Every entry below should be transcribed exactly; pictures stay out of the copy.

§ EXERCISE DATA

────────────────

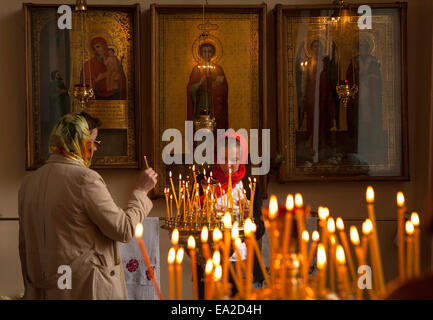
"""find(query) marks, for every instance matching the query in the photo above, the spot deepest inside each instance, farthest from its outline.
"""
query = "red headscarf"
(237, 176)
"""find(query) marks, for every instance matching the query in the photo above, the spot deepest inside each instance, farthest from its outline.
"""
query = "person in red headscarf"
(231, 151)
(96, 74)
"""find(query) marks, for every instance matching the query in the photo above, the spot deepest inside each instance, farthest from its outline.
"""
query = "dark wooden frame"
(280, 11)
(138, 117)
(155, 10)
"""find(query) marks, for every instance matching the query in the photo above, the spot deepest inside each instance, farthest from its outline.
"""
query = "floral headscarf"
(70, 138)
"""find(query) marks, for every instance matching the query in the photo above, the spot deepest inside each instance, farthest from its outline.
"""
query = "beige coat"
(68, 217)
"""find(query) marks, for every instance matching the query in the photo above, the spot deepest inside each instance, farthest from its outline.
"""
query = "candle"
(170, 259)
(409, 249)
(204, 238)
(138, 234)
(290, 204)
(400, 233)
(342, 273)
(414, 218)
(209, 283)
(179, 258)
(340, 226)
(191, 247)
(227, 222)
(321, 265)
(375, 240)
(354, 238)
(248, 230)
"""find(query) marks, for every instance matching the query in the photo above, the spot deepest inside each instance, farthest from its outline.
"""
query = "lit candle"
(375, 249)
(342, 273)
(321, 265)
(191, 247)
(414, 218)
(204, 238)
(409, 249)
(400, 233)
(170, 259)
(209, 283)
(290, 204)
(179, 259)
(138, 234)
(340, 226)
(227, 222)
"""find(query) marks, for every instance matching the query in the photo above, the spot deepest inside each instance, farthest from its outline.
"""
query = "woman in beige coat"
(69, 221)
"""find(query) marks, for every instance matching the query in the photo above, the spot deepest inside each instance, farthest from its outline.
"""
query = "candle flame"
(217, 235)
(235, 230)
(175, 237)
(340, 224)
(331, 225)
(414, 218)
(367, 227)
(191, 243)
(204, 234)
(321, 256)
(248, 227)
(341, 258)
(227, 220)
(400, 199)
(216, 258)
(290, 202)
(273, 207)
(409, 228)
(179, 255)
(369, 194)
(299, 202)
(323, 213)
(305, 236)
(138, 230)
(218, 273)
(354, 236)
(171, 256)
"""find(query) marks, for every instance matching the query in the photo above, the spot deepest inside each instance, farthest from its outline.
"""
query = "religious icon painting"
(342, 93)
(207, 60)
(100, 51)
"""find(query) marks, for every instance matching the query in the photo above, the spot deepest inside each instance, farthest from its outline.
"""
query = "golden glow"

────────────────

§ OUTPUT FOR THIS EXERCISE
"""find(query) marks, for every instance matching the query in the photo above, the spot deepest inside each instance, farthest from its outline.
"""
query = "red headscarf"
(237, 176)
"""find(query) marks, for every instance matching the query in the photo above, the spot deepest inside each instance, farthest from its outline.
"""
query = "person in red headscarf"
(231, 151)
(96, 74)
"""find(query) marks, for every instance matching the query in the photo above, the spot deepest inside each instance, farthest from its outline.
"""
query = "dark wooden frame"
(280, 11)
(138, 117)
(155, 10)
"""find(query) marks, for every instance matching the query in the photo above, the spot deepest inside each instance, farthest from its outline.
"""
query = "floral headscarf"
(70, 138)
"""find(query) marks, for every instance matching the query in the photo above, the spot deepest inside each instance, farthest from its outline.
"""
query = "beige coat"
(68, 217)
"""find(query) marks, for every instance matching the query in the photo above, the spot deepest inside each instance, farthest from its outline.
"""
query = "candle"
(170, 259)
(409, 249)
(204, 238)
(138, 234)
(290, 204)
(400, 233)
(342, 273)
(414, 218)
(209, 283)
(179, 258)
(340, 226)
(191, 247)
(227, 222)
(321, 265)
(375, 240)
(354, 238)
(248, 230)
"""find(query) marks, for every instance matching the query in the photo above, the spot deepest inside each instance, farthest from its outline.
"""
query = "lit candle"
(375, 249)
(342, 273)
(321, 265)
(191, 247)
(414, 218)
(204, 238)
(409, 249)
(400, 233)
(170, 259)
(209, 283)
(290, 204)
(179, 259)
(138, 234)
(340, 226)
(227, 222)
"""find(query) marks, for every instance matching the query in the photo above, the spot deepest inside each instance, farthest from its outline.
"""
query = "woman in beige coat"
(69, 221)
"""find(query) marks, for every instance matching the query in the photo above, the spot deepest inside each instance, farthest from its outline.
"""
query = "candle flame"
(217, 235)
(235, 230)
(175, 237)
(340, 224)
(331, 225)
(414, 218)
(367, 227)
(191, 243)
(204, 234)
(321, 256)
(248, 227)
(341, 258)
(227, 220)
(400, 199)
(216, 258)
(290, 202)
(273, 207)
(409, 228)
(179, 255)
(369, 194)
(299, 202)
(323, 213)
(305, 236)
(138, 230)
(218, 273)
(354, 236)
(171, 256)
"""find(query) marks, for every instance matching the query in the photo above, the spot deepest inside each instance, farthest from its outline.
"""
query = "religious icon painting"
(342, 93)
(207, 60)
(100, 51)
"""find(query) marks, for every instance matching the query in the photo above, the spot deepest inside each instance, farthest from its outline.
"""
query = "golden glow"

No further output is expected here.